Aim of the task: Find the line containing "Phrase: woman in red dress" in the listing below. Repeat it exactly, along with each following line up to and including the one containing "of the handwritten".

Data extract:
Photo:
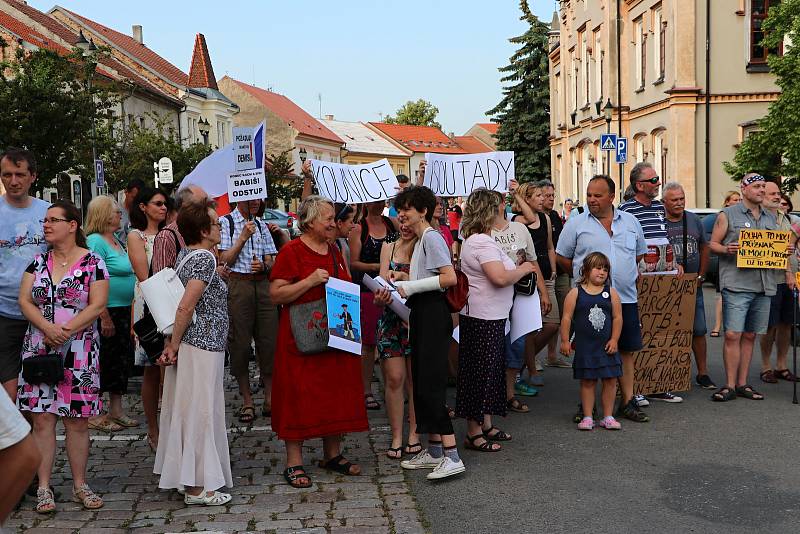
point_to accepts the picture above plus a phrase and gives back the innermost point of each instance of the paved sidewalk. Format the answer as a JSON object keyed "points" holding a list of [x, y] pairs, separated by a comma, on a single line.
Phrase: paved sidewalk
{"points": [[120, 469]]}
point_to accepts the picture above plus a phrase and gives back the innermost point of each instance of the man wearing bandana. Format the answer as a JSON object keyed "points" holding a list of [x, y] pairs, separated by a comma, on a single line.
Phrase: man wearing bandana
{"points": [[746, 292]]}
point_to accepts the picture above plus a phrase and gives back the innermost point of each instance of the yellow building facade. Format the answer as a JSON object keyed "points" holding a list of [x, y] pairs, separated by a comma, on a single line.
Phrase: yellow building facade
{"points": [[680, 109]]}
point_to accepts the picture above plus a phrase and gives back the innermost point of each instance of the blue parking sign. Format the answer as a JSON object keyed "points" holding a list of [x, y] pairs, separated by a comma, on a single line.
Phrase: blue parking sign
{"points": [[622, 150], [99, 173], [608, 142]]}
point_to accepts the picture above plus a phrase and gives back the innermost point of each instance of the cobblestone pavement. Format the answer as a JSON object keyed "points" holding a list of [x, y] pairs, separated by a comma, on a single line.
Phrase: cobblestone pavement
{"points": [[121, 465]]}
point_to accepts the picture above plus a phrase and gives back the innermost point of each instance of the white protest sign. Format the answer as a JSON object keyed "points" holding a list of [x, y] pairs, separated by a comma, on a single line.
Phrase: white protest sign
{"points": [[355, 184], [247, 185], [243, 150], [457, 175]]}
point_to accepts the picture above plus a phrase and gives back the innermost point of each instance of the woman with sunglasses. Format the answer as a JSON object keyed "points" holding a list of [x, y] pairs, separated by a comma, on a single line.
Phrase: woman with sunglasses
{"points": [[62, 294], [148, 216]]}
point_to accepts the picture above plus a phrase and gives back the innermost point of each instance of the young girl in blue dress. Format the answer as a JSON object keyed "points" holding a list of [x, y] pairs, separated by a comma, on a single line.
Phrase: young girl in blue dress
{"points": [[597, 313]]}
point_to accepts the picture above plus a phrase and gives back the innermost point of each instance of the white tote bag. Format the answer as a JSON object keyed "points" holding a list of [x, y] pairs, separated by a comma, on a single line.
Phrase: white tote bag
{"points": [[163, 292]]}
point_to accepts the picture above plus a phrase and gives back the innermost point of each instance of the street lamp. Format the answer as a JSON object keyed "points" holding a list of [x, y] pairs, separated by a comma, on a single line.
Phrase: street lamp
{"points": [[89, 52], [205, 129], [608, 111]]}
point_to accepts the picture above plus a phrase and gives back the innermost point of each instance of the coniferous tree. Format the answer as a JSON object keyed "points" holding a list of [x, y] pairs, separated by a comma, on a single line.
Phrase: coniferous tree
{"points": [[524, 111]]}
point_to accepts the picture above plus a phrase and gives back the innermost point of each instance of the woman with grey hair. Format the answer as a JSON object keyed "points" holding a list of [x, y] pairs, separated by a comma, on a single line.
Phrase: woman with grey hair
{"points": [[320, 394]]}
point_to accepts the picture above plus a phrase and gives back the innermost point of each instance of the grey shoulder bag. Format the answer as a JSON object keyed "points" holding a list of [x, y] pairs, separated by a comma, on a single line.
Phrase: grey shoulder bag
{"points": [[309, 321]]}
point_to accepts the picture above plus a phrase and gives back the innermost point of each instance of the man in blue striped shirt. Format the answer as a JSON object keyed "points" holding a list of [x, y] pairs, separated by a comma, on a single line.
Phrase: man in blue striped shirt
{"points": [[645, 185]]}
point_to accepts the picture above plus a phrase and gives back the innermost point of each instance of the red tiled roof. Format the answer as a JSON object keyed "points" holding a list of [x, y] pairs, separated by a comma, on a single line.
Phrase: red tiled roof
{"points": [[29, 34], [490, 127], [66, 35], [135, 49], [420, 138], [201, 74], [471, 144], [294, 115]]}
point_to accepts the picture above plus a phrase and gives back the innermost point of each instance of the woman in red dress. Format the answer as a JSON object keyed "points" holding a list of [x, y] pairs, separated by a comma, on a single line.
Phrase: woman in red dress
{"points": [[313, 395]]}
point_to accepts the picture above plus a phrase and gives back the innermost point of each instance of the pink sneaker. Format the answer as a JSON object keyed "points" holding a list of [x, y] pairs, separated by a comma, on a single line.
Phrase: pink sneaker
{"points": [[587, 423], [609, 423]]}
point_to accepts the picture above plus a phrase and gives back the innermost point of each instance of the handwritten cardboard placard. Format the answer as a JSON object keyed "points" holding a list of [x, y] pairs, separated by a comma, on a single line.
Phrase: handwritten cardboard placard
{"points": [[458, 175], [355, 184], [666, 312], [247, 185], [762, 249]]}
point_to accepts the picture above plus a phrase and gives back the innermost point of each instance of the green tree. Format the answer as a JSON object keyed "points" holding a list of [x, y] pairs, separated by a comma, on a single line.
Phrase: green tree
{"points": [[774, 150], [48, 106], [282, 183], [524, 111], [419, 113]]}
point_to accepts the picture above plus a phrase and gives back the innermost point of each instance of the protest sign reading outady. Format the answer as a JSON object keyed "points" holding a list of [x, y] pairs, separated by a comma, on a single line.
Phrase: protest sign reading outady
{"points": [[247, 185], [355, 184], [243, 149], [762, 249], [458, 175], [666, 312]]}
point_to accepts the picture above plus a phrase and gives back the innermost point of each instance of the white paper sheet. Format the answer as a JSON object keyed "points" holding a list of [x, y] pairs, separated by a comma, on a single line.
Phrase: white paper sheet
{"points": [[526, 315], [343, 302], [398, 304]]}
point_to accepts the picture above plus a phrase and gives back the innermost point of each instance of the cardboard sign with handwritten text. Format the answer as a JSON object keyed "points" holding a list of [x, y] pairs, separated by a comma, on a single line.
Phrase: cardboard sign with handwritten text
{"points": [[762, 249], [666, 312]]}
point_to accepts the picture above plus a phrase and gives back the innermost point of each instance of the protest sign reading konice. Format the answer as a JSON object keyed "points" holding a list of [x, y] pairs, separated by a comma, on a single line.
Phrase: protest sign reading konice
{"points": [[458, 175], [355, 184]]}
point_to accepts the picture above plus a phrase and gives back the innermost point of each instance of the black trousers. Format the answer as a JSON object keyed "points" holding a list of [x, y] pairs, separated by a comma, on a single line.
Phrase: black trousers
{"points": [[431, 328]]}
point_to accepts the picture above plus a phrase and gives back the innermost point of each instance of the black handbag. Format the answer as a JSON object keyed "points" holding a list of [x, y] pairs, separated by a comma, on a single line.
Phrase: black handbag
{"points": [[45, 368], [526, 285], [150, 339]]}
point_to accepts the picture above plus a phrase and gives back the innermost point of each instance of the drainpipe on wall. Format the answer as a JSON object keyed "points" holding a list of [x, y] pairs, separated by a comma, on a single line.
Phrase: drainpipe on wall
{"points": [[619, 95], [708, 103]]}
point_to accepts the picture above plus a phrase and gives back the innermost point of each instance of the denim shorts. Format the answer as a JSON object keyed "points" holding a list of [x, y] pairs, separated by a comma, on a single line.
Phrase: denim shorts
{"points": [[515, 353], [630, 340], [699, 328], [744, 311]]}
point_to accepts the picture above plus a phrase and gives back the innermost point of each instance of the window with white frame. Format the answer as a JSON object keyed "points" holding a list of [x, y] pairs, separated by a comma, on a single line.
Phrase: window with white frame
{"points": [[585, 83], [598, 53], [638, 148], [660, 155], [639, 52], [659, 42]]}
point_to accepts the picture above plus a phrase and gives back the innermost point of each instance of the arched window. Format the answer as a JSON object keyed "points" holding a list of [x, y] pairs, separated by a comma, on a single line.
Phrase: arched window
{"points": [[759, 11]]}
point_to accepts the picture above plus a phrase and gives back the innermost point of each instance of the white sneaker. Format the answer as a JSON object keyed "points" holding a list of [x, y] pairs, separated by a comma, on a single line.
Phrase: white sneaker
{"points": [[446, 468], [665, 397], [422, 460]]}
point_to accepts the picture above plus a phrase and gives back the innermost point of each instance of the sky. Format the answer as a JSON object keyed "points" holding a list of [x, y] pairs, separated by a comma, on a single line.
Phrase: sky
{"points": [[365, 57]]}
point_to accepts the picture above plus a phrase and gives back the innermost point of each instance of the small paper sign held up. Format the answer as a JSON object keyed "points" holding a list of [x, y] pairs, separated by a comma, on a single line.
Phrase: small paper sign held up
{"points": [[247, 185], [762, 249], [343, 301]]}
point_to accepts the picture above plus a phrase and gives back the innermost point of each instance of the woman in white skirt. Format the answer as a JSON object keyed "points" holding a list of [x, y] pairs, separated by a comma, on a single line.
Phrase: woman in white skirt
{"points": [[192, 454]]}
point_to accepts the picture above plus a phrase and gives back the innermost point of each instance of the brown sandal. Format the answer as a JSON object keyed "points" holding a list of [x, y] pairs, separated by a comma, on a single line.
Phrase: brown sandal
{"points": [[85, 496]]}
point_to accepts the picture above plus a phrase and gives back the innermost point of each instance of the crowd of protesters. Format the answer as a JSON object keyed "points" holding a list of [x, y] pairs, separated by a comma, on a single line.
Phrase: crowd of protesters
{"points": [[74, 288]]}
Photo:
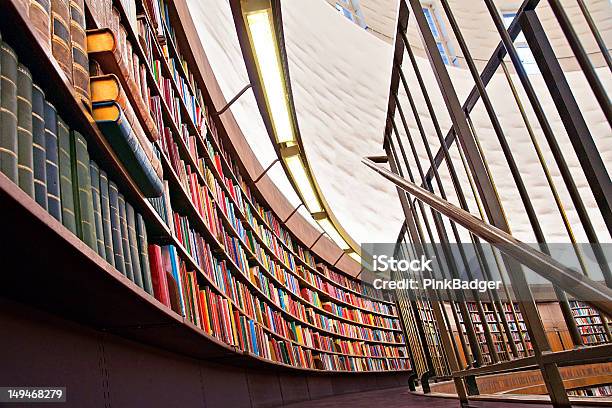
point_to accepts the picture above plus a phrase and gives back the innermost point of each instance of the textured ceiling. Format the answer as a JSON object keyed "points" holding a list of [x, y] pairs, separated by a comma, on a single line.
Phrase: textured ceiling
{"points": [[340, 80]]}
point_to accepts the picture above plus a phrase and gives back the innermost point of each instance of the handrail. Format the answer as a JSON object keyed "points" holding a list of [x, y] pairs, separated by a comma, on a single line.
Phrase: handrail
{"points": [[593, 293]]}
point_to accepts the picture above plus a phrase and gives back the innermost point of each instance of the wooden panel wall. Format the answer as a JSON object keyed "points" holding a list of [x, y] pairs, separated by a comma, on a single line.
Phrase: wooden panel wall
{"points": [[101, 370]]}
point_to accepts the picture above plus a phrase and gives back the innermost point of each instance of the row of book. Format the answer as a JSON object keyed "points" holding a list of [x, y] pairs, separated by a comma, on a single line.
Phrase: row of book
{"points": [[60, 25], [188, 177], [234, 246], [600, 391], [50, 162], [118, 83], [220, 274], [336, 362], [220, 317], [271, 239]]}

Solution to this problem:
Phrase: woman in red dress
{"points": [[313, 395]]}
point_to accepts the picture above plus a phrase and gives back the innermost point of each instance of the pink sneaker. Format the answer as a JSON object keyed "points" holding a list of [x, y] pairs, separated by a comma, on a single line.
Phrase: pink sneaker
{"points": [[587, 423], [609, 423]]}
point_to accepts the picture above plus a phrase and gives back the innermost point of each instance of the handwritten cardboard placard. Format the answer as a JSON object keyed "points" holding a list of [x, y] pairs, separated by a comma, on a single line.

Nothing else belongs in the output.